# [Activity]
Copy each of the records exactly.
= = = =
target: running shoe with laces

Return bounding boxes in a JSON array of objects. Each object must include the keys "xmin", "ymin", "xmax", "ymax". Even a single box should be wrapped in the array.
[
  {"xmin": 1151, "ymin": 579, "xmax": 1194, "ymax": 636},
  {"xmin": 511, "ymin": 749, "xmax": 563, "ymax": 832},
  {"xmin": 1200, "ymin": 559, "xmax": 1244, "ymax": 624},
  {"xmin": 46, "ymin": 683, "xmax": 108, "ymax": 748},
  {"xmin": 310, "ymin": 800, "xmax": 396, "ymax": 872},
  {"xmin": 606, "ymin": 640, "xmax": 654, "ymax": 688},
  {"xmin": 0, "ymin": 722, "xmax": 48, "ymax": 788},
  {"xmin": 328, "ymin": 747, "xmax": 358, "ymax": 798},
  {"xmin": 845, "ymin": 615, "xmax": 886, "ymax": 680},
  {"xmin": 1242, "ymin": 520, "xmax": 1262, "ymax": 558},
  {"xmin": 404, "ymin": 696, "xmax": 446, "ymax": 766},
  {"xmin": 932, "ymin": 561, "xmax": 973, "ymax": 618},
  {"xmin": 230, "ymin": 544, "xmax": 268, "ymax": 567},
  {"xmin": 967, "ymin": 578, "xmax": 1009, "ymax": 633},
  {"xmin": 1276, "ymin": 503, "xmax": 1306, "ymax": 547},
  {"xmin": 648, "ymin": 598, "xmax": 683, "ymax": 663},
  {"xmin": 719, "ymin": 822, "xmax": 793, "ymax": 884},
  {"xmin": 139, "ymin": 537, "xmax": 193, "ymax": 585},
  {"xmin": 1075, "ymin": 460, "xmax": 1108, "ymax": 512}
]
= = = =
# [Written solution]
target: running shoe with laces

Return bounding boxes in a JSON array of objects. Each object must include the keys "xmin", "ymin", "xmax", "ymax". Even a single box should be wrapped in the array.
[
  {"xmin": 1151, "ymin": 579, "xmax": 1194, "ymax": 636},
  {"xmin": 511, "ymin": 749, "xmax": 563, "ymax": 832},
  {"xmin": 1200, "ymin": 559, "xmax": 1244, "ymax": 624},
  {"xmin": 46, "ymin": 683, "xmax": 108, "ymax": 748},
  {"xmin": 310, "ymin": 800, "xmax": 396, "ymax": 872},
  {"xmin": 606, "ymin": 640, "xmax": 654, "ymax": 688},
  {"xmin": 0, "ymin": 722, "xmax": 48, "ymax": 788},
  {"xmin": 328, "ymin": 747, "xmax": 358, "ymax": 798},
  {"xmin": 845, "ymin": 615, "xmax": 886, "ymax": 680},
  {"xmin": 1242, "ymin": 520, "xmax": 1262, "ymax": 558},
  {"xmin": 404, "ymin": 696, "xmax": 446, "ymax": 766},
  {"xmin": 932, "ymin": 561, "xmax": 973, "ymax": 618},
  {"xmin": 230, "ymin": 544, "xmax": 268, "ymax": 567},
  {"xmin": 967, "ymin": 578, "xmax": 1009, "ymax": 633},
  {"xmin": 1276, "ymin": 503, "xmax": 1306, "ymax": 547},
  {"xmin": 648, "ymin": 598, "xmax": 683, "ymax": 663},
  {"xmin": 719, "ymin": 822, "xmax": 793, "ymax": 884},
  {"xmin": 139, "ymin": 537, "xmax": 193, "ymax": 585},
  {"xmin": 1075, "ymin": 460, "xmax": 1108, "ymax": 512}
]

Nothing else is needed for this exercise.